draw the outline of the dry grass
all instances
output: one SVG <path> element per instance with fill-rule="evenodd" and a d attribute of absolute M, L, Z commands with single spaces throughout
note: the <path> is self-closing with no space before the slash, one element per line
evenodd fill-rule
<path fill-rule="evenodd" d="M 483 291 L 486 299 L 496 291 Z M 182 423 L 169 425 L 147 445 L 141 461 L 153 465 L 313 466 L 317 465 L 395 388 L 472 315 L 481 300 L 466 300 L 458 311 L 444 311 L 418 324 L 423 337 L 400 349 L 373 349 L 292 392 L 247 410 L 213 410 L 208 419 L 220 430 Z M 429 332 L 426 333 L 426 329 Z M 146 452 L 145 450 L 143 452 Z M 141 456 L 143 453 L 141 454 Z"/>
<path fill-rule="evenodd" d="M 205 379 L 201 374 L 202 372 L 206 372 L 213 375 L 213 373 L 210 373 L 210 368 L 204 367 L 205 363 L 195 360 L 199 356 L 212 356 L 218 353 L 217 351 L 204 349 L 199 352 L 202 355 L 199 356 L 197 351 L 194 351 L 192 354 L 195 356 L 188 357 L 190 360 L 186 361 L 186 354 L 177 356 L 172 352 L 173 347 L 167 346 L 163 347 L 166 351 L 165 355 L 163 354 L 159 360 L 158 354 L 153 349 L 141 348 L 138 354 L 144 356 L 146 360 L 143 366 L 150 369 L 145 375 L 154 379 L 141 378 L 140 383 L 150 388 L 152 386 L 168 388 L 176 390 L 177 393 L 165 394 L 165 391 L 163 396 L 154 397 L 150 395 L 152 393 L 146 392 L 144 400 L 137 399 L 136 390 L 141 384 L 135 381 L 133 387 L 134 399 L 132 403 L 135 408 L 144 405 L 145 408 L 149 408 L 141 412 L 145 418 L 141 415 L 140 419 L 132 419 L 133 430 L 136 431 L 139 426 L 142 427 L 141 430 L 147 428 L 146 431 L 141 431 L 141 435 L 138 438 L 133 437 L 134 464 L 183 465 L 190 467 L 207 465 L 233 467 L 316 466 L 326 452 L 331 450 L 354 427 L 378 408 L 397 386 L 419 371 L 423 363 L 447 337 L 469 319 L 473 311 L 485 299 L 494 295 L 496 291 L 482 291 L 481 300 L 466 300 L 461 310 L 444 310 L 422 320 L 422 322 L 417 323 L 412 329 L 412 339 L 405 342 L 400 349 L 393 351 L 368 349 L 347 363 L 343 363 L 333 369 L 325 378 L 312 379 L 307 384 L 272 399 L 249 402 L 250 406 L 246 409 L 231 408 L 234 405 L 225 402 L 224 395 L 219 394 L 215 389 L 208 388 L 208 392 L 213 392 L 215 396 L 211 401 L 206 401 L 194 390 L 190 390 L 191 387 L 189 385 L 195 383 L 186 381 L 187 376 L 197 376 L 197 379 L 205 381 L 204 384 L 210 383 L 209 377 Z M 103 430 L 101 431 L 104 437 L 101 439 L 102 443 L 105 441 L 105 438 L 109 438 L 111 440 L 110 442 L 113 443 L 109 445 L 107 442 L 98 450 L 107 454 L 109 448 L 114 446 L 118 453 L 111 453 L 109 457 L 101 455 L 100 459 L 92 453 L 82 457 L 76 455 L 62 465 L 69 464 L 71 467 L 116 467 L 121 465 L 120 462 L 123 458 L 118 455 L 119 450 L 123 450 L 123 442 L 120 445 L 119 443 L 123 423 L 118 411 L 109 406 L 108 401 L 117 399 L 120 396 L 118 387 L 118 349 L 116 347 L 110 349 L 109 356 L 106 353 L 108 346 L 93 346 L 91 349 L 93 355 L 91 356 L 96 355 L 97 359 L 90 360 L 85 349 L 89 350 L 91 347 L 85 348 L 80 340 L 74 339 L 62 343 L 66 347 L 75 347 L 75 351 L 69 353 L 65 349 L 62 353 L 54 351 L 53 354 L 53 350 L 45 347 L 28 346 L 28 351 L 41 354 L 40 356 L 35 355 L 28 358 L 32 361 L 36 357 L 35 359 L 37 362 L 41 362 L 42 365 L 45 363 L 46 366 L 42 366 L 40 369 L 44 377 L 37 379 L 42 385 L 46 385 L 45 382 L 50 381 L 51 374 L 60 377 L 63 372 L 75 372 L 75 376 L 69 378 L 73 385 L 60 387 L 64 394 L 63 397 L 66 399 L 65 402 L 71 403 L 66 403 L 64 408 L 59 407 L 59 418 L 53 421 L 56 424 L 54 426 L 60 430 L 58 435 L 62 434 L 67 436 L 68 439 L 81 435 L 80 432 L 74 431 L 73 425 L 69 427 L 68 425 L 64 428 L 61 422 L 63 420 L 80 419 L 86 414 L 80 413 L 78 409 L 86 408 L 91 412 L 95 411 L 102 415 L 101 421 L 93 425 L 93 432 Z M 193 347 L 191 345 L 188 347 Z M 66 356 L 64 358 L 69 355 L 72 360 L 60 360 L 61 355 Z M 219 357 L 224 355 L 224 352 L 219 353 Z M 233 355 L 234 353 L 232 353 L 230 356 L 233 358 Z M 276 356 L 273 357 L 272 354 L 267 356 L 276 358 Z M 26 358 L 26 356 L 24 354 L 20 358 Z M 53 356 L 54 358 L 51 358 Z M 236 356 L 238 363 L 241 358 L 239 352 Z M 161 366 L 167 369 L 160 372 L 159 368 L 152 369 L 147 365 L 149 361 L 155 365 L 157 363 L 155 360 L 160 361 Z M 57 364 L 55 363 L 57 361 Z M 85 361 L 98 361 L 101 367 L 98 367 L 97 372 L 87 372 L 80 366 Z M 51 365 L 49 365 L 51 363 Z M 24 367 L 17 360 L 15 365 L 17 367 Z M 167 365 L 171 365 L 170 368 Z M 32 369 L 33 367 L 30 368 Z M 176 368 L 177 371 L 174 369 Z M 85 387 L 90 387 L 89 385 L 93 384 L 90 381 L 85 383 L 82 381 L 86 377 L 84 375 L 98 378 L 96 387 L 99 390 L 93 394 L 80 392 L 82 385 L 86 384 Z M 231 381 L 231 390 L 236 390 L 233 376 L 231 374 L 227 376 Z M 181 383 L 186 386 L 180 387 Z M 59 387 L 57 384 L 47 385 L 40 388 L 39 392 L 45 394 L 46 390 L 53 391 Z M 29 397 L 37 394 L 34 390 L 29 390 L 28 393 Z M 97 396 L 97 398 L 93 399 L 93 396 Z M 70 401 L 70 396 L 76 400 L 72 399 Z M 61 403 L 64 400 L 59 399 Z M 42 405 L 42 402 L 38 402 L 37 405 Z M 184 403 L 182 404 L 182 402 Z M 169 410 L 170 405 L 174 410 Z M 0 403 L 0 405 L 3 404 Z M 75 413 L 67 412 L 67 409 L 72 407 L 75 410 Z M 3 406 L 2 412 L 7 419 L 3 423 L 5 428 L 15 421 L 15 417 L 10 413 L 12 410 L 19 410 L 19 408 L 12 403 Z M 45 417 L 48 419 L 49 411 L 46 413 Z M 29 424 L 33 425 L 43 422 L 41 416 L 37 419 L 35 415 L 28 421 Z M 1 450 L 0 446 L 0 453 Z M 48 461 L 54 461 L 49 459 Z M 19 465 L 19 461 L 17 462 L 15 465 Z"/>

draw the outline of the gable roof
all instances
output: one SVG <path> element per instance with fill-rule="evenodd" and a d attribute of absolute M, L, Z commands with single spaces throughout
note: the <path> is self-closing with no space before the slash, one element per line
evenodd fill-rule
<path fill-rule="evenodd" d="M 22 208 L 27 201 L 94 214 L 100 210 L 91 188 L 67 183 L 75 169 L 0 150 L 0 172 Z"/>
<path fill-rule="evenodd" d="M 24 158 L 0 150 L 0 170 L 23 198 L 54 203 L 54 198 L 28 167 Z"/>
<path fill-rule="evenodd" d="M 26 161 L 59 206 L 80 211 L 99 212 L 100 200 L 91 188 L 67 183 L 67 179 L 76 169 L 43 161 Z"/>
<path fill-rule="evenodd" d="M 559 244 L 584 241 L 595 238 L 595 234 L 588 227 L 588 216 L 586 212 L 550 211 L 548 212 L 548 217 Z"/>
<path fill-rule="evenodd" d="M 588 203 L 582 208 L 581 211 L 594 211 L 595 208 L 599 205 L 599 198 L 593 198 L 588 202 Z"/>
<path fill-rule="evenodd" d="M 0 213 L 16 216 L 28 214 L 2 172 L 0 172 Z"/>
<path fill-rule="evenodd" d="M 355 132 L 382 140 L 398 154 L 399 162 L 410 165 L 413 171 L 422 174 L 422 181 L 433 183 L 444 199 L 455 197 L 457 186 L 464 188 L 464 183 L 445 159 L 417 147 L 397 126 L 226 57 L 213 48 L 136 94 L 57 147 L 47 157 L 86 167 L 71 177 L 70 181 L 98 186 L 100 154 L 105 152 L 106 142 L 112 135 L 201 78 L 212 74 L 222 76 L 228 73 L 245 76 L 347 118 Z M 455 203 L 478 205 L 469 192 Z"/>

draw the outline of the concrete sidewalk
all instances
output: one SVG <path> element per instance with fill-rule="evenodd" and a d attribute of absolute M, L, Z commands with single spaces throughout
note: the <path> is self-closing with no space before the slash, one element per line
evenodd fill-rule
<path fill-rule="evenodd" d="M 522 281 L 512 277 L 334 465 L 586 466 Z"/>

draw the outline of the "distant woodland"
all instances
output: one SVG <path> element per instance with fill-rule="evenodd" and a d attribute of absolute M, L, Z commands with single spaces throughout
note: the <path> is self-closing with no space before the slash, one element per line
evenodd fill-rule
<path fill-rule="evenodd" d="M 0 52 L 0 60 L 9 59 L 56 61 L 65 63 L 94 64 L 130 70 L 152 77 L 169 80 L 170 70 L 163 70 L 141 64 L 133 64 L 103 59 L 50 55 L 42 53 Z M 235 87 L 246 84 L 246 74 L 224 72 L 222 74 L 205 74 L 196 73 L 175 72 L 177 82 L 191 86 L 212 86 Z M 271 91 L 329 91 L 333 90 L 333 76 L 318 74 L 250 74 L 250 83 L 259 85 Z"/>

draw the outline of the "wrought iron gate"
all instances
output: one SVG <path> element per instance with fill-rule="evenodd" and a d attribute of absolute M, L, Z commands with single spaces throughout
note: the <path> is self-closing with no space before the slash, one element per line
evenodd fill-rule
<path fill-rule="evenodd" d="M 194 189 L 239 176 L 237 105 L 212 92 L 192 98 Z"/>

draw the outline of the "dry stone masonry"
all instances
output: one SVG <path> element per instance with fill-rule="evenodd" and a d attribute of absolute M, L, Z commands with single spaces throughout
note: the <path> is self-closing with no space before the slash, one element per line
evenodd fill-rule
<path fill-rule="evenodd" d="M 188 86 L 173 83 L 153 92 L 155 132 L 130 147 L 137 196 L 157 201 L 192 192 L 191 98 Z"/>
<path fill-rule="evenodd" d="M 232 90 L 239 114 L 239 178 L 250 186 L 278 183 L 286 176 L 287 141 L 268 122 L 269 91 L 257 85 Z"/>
++++++++++
*GIVEN REQUEST*
Switch "gable roof" to "hip roof" in the part of the entries that opens with the line containing "draw the outline of the gable roof" and closes with the line containing "158 L 0 150". Reproduce only those lines, leaving everything else unchanged.

*OUTPUT FOR THIS TASK*
draw the outline of the hip roof
all instances
output: one SVG <path> element per instance with fill-rule="evenodd" and a d attribute of absolute M, L, Z commands with single spaces throughout
note: the <path> is self-closing with no space before the slash, one element per line
evenodd fill-rule
<path fill-rule="evenodd" d="M 22 208 L 27 201 L 94 214 L 100 210 L 91 188 L 67 183 L 75 169 L 0 150 L 0 172 Z"/>
<path fill-rule="evenodd" d="M 24 158 L 0 150 L 0 170 L 23 198 L 54 203 L 54 198 L 28 167 Z"/>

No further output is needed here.